- **Extracted data entries**
--

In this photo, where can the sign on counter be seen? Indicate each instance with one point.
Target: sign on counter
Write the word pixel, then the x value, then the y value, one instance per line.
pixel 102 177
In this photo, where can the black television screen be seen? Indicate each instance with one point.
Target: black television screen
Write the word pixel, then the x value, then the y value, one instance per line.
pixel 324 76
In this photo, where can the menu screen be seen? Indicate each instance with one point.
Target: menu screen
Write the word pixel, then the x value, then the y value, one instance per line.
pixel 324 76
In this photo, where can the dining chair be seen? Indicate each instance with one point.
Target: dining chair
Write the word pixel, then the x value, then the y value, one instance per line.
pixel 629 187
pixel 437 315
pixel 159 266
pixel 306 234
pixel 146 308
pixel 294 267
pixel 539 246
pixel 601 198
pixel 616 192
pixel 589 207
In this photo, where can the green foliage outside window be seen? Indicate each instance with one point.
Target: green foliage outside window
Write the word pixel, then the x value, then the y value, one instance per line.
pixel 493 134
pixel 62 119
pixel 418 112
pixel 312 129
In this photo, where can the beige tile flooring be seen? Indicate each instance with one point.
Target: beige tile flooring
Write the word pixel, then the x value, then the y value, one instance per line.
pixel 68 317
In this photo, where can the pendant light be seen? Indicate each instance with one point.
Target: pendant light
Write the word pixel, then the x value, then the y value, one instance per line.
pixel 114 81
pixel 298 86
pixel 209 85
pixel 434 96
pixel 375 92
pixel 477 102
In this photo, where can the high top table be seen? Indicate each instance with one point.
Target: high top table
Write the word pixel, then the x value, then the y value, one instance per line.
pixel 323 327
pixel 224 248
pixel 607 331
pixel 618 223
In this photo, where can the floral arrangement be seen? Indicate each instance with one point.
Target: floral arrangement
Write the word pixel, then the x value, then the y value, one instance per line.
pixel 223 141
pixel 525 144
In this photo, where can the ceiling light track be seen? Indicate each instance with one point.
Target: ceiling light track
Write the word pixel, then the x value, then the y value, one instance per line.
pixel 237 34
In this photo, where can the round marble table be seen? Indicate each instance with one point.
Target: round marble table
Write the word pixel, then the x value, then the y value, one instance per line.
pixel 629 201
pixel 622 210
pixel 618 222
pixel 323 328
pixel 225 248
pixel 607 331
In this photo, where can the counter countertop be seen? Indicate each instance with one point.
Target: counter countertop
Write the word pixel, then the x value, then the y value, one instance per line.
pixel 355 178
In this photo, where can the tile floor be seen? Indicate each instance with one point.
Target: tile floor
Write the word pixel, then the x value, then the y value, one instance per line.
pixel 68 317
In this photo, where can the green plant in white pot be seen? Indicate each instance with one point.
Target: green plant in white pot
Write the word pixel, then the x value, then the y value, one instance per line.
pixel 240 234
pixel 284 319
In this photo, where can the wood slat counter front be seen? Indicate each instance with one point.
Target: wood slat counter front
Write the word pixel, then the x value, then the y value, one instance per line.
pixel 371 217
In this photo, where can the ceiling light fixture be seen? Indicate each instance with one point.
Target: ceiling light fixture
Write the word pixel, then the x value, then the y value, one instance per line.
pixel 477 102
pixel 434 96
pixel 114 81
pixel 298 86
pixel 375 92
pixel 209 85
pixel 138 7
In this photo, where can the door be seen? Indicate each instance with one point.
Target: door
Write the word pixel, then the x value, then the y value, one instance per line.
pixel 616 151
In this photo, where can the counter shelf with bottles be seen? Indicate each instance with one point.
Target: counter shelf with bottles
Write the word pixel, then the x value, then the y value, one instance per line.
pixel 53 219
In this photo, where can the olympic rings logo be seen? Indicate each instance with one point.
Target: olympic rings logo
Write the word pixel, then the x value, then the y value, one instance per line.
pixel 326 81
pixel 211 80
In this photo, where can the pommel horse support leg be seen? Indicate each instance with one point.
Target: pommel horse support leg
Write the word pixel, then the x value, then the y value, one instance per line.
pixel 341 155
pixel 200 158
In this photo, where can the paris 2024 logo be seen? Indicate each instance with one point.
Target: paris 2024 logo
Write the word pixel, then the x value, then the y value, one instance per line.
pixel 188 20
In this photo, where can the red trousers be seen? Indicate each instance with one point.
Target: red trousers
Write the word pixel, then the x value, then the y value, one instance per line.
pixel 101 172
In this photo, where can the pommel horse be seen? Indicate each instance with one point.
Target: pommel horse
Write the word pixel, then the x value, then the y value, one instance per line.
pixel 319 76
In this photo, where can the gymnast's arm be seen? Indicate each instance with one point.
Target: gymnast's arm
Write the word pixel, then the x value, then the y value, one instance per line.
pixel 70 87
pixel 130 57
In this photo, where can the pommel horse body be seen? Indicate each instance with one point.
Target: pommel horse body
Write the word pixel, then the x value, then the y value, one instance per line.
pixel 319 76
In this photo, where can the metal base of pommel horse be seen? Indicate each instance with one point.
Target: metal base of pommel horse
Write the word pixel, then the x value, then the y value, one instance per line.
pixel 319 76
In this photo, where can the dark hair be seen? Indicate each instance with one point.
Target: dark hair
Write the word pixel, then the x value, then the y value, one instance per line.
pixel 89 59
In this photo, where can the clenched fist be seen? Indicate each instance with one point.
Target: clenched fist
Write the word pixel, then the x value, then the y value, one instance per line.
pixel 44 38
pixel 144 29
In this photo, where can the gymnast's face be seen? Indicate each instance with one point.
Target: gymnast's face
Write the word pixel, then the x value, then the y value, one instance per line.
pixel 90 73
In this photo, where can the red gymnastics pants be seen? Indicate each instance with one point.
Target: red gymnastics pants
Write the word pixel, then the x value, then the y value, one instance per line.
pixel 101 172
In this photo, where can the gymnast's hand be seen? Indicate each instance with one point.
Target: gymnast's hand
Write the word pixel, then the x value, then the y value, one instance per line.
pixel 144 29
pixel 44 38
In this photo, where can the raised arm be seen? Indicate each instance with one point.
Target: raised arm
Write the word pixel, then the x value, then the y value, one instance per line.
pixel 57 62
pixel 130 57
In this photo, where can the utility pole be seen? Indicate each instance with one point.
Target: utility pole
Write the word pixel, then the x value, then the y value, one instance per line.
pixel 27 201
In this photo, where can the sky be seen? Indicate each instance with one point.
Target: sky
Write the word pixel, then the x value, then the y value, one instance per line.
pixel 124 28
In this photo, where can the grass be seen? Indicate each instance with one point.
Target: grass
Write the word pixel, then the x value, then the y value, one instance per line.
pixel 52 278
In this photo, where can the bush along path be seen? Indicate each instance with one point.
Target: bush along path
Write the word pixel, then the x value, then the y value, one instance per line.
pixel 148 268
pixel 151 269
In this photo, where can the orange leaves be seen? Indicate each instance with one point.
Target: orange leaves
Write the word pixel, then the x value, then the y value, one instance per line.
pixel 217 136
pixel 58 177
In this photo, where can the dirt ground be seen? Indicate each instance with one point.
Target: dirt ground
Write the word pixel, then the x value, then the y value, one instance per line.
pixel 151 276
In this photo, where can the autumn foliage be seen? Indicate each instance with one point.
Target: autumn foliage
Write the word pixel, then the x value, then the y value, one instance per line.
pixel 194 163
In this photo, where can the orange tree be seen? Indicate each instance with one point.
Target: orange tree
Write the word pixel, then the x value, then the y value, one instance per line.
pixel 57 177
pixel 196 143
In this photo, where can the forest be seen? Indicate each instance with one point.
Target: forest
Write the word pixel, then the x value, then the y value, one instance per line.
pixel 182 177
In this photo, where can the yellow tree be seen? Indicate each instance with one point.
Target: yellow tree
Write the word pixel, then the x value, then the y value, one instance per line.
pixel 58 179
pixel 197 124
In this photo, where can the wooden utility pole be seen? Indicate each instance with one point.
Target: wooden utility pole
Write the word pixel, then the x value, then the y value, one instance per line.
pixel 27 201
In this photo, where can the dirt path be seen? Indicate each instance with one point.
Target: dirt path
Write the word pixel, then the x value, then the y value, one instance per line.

--

- **Written exercise**
Rewrite the part of the material that opens with the line containing "In this photo, where can the utility" and closes with the line containing "pixel 182 177", substituting "amber" for each occurrence of "orange" and leaving everything else unchanged.

- **Solution to this problem**
In this photo, where can the utility pole be seen? Indicate each instance with one point.
Target: utility pole
Write the word pixel, then the x value, then the y value, one instance per line.
pixel 27 201
In this photo, where can the sky be seen? Indicate each instance with one point.
Target: sky
Write the word pixel, then the x value, then the y value, one instance per line.
pixel 124 28
In this photo, where can the grass be seen? Indicate each instance with one point.
Target: grass
Write the word pixel, then the x value, then the y value, one instance per line.
pixel 52 278
In this photo, where can the bush along path be seen? Indicate each instance with one point.
Target: bush along path
Write the word pixel, then the x value, then the y value, one instance per line.
pixel 148 268
pixel 151 269
In this photo, where can the amber leaves be seen? Indicate each instance with one point.
Target: amber leaves
Write the word pixel, then the x value, then the y value, one instance per line.
pixel 217 136
pixel 58 177
In this photo, where can the dirt ground be seen? Indicate each instance with one point.
Target: dirt ground
Write the word pixel, then the x value, then the y value, one instance per line.
pixel 151 276
In this photo, where can the autumn foliage be seen? Indicate each instance with one point.
Target: autumn foliage
Write the word pixel, then the x value, then the y value, one instance per line.
pixel 194 163
In this photo, where can the amber tree be seen? Indicate each instance with one point.
Target: amber tree
Write the word pixel, then the x value, then the y value, one instance per line.
pixel 57 177
pixel 196 143
In this photo, where can the forest be seen? Indicate each instance with one point.
Target: forest
Write the word pixel, then the x value, then the y value, one instance per line.
pixel 182 177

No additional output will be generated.